■ **Exercise**
Please give back word for word the lines of the material below between the line containing "Query: seal forehead" and the line containing "Each instance of the seal eye", inclusive.

________

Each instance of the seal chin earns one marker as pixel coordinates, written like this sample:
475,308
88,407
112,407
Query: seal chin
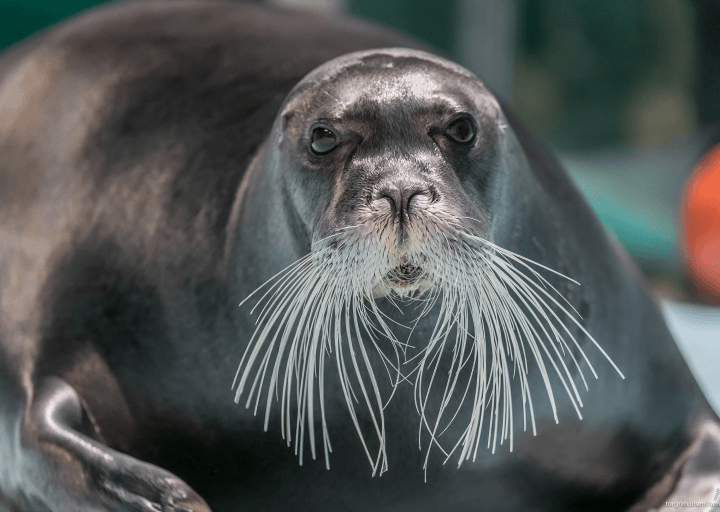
405,280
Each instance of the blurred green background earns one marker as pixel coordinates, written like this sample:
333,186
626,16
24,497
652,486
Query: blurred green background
626,91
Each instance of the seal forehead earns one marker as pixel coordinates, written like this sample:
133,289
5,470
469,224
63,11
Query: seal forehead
385,77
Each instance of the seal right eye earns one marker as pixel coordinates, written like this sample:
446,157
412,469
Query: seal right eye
323,140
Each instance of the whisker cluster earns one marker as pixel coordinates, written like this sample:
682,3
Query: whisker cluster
494,309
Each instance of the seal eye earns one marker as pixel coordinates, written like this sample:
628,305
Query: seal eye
323,140
461,130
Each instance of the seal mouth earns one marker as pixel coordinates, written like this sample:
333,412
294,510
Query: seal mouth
404,275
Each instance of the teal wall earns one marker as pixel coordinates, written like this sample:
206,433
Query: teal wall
20,18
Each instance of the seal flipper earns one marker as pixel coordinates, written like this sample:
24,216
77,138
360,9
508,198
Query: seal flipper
695,477
84,472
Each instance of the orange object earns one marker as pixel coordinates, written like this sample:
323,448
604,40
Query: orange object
701,224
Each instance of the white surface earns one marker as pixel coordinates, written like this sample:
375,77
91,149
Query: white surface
697,332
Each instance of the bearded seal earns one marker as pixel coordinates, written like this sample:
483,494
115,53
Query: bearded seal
403,241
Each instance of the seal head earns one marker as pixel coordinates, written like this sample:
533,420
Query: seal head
397,162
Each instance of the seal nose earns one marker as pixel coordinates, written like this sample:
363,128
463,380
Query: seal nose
399,197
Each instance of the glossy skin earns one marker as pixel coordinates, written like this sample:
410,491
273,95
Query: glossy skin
138,207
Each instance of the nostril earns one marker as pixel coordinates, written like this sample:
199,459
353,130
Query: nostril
400,198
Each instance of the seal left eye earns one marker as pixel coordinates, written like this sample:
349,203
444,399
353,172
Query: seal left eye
323,140
461,130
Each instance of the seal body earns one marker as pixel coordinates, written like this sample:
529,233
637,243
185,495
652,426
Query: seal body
161,161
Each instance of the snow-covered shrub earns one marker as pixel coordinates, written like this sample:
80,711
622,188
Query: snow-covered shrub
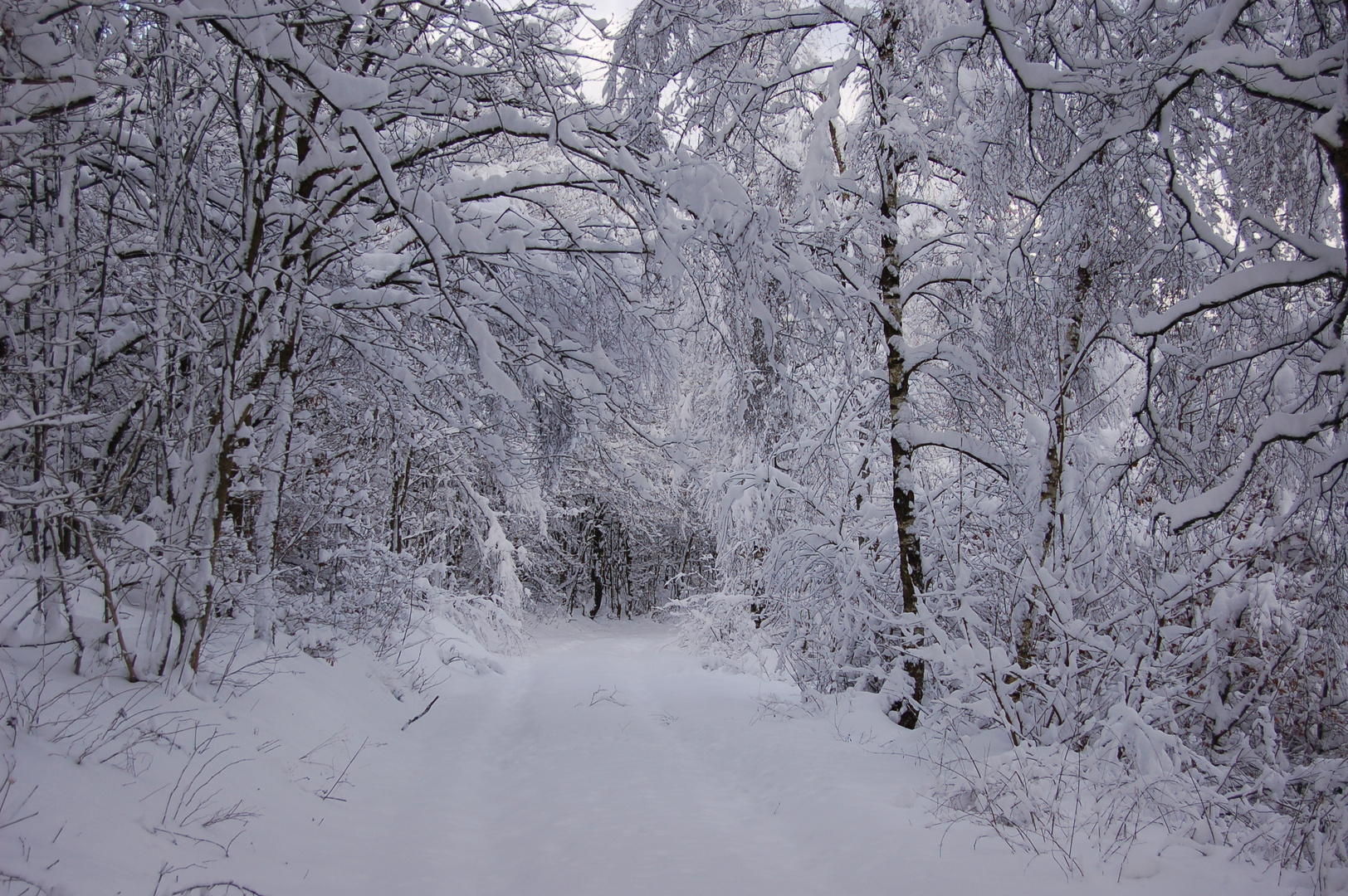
725,627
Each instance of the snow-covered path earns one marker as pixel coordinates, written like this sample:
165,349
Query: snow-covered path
605,763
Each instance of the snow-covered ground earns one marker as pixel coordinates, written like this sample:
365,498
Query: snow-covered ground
603,762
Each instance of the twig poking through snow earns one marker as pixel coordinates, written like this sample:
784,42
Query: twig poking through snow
421,713
337,783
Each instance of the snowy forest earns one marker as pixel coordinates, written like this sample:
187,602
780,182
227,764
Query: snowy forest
974,367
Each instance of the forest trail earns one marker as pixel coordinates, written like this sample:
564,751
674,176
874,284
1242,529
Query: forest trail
605,762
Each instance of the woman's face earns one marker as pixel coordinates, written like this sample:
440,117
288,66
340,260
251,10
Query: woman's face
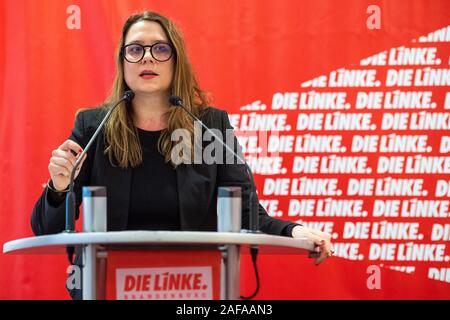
148,76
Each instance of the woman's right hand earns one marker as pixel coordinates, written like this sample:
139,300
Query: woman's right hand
62,162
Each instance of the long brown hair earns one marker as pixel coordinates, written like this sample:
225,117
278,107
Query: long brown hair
121,138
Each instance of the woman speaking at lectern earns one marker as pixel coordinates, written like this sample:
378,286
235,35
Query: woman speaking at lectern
133,156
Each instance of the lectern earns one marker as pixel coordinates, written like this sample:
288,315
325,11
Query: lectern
160,264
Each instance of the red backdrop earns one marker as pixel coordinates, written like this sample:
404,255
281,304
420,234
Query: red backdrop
242,51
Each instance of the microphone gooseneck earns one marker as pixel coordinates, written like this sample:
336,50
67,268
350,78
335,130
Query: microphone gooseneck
70,197
253,212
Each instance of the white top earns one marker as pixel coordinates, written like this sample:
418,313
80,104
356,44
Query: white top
57,243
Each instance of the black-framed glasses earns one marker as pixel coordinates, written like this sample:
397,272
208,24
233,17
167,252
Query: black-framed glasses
160,51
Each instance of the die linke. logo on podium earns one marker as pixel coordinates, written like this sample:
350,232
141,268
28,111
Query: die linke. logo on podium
164,283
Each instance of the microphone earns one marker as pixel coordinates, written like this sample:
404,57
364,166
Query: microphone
253,212
70,198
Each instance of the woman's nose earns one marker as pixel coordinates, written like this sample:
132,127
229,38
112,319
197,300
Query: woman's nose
147,55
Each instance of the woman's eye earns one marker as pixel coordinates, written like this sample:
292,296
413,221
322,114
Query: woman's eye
162,48
134,49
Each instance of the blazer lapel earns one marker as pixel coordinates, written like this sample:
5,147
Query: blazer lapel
193,183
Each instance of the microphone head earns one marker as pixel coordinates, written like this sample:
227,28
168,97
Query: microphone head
175,101
128,95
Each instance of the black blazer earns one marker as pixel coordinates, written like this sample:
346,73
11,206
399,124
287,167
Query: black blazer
197,185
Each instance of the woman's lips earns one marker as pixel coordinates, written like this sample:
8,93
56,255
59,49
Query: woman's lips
148,76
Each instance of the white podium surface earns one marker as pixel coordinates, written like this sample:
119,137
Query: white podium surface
56,244
93,243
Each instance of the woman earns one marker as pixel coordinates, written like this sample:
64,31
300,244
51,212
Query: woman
133,156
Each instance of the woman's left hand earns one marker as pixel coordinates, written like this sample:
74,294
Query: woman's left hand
322,240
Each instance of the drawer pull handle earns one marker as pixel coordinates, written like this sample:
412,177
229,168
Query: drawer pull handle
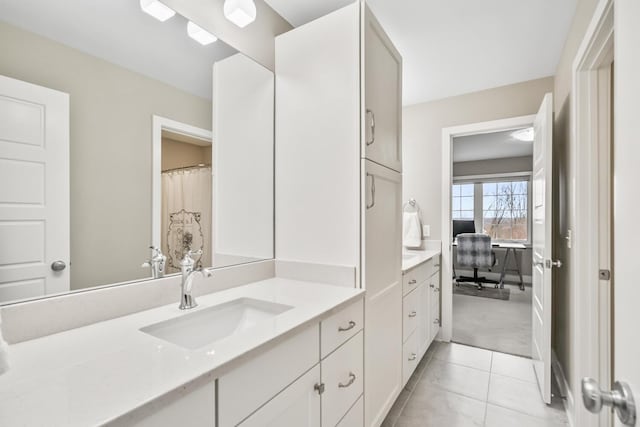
352,325
319,387
352,378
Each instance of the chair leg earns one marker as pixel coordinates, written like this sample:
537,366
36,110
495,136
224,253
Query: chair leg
476,279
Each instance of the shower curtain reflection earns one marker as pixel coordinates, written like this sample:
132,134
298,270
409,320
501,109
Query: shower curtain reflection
186,215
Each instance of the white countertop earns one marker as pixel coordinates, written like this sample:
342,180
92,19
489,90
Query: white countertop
94,374
417,257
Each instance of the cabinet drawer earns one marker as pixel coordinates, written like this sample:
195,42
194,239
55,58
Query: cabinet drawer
410,357
297,405
342,375
340,327
253,383
355,416
412,278
411,312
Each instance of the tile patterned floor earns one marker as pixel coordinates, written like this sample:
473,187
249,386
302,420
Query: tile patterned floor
458,386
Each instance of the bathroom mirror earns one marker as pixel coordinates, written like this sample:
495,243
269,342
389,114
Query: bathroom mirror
120,131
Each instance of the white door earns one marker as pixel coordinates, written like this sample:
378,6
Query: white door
542,245
34,190
626,175
297,405
382,96
382,278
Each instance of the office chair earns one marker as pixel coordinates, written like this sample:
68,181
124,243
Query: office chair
474,250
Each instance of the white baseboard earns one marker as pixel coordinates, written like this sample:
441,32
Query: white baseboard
565,390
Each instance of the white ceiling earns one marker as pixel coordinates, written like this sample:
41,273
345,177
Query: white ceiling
452,47
119,32
496,145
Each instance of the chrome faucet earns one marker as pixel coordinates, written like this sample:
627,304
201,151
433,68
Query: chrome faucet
156,263
187,301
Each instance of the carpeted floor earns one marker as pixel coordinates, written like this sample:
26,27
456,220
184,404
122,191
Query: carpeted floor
497,325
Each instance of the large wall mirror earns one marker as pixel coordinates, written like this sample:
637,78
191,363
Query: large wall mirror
120,132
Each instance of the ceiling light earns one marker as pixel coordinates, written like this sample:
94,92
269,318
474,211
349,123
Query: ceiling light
525,135
157,9
199,34
240,12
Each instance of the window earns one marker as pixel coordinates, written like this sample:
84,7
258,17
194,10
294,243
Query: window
499,207
505,215
463,201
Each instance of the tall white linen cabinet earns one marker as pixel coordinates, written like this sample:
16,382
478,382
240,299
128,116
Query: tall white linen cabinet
338,173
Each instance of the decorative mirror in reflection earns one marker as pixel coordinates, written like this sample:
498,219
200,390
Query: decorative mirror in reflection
120,132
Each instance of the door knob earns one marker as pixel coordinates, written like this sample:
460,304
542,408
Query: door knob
556,263
620,399
58,265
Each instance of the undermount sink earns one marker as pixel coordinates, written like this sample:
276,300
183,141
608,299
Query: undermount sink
209,325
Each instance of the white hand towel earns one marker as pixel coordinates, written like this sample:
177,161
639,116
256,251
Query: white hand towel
411,230
4,352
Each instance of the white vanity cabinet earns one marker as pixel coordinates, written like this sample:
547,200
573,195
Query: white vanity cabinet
291,384
420,314
338,180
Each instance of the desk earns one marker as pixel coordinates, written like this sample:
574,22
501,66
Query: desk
511,248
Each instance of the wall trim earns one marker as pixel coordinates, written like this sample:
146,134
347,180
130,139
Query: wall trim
589,332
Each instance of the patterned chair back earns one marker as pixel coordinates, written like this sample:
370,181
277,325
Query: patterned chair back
474,250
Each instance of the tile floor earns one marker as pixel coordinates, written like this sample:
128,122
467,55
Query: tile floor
498,325
458,386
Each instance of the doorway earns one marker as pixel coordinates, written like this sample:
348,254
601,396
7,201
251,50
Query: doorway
491,195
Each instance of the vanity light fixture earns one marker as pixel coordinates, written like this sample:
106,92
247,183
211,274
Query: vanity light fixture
156,9
525,135
240,12
199,34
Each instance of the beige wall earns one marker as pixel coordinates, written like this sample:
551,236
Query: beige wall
490,166
110,150
563,294
422,135
176,154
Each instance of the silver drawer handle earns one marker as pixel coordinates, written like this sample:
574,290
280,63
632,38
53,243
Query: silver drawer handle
352,378
352,325
372,126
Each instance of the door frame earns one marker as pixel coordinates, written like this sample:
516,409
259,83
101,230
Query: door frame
158,125
448,134
592,355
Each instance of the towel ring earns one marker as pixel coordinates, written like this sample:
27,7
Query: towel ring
411,206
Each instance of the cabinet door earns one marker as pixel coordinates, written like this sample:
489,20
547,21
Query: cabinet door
382,278
297,405
424,318
382,120
435,305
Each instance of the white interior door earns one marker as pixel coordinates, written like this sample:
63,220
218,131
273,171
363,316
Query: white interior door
34,194
542,244
626,176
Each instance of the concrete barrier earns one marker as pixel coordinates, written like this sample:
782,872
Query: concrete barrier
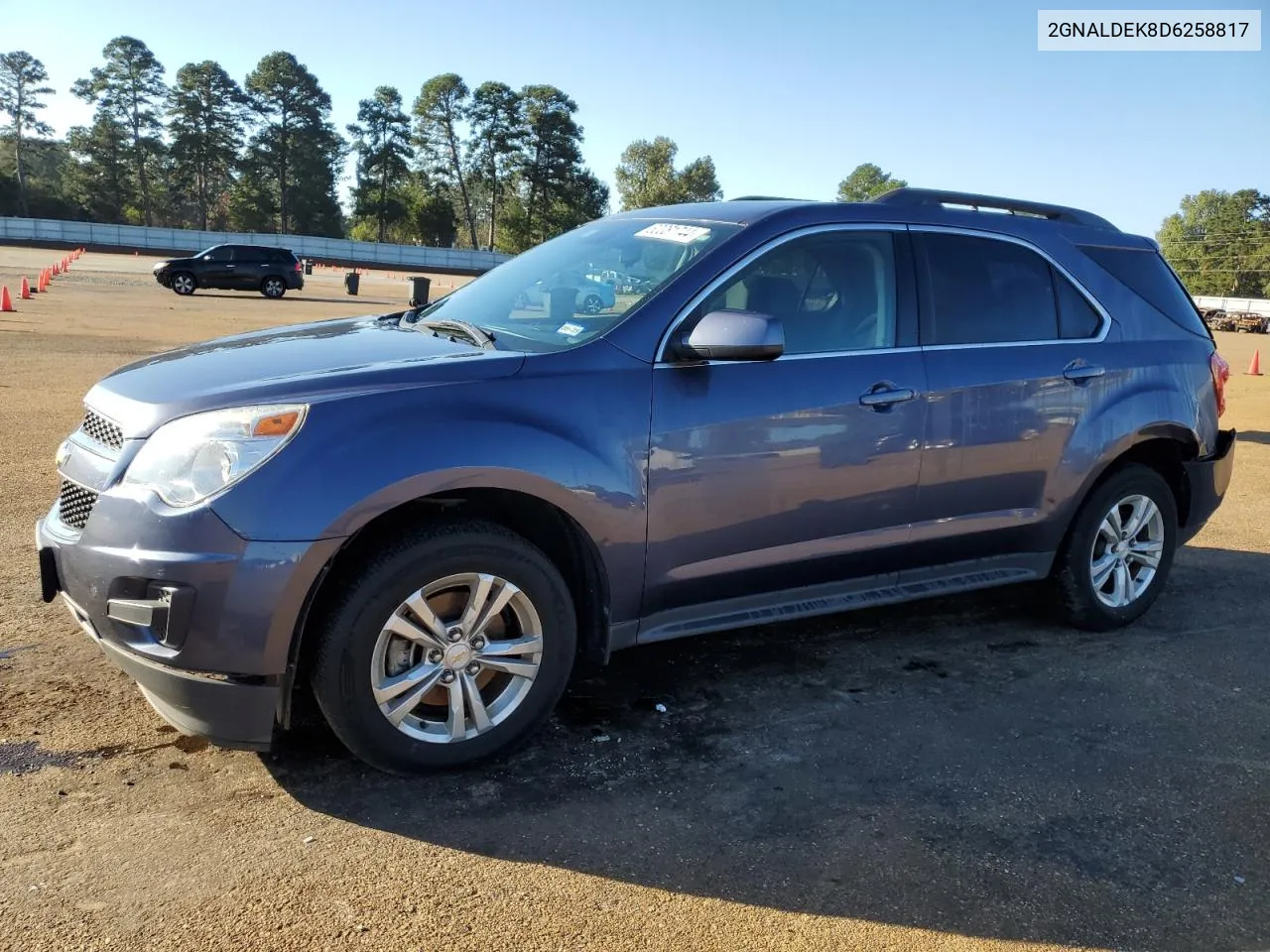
169,241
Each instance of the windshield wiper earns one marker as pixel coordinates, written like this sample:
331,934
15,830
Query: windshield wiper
452,329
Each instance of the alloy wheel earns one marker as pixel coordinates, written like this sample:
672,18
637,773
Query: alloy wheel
1127,551
456,657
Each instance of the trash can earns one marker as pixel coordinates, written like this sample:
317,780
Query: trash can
420,291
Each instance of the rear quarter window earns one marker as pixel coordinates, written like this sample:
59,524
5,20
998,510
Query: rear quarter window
1147,276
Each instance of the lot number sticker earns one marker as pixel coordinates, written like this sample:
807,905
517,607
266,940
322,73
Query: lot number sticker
679,234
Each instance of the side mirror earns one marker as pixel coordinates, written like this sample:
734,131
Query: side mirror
733,335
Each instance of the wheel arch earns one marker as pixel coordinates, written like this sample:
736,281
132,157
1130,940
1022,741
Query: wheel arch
1164,447
541,522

________

■ **Answer box**
Query: seal forehead
385,77
Each instance of the seal right eye earns one marker as pixel coordinates, written like this sample:
446,157
412,469
Query: seal right eye
323,140
Each instance of the whisker cluster earns one marker as pixel coordinates, written like this sample:
682,3
Query: whisker cluster
494,309
Each instance of the seal eye earns one marker as pixel coordinates, written like this sample:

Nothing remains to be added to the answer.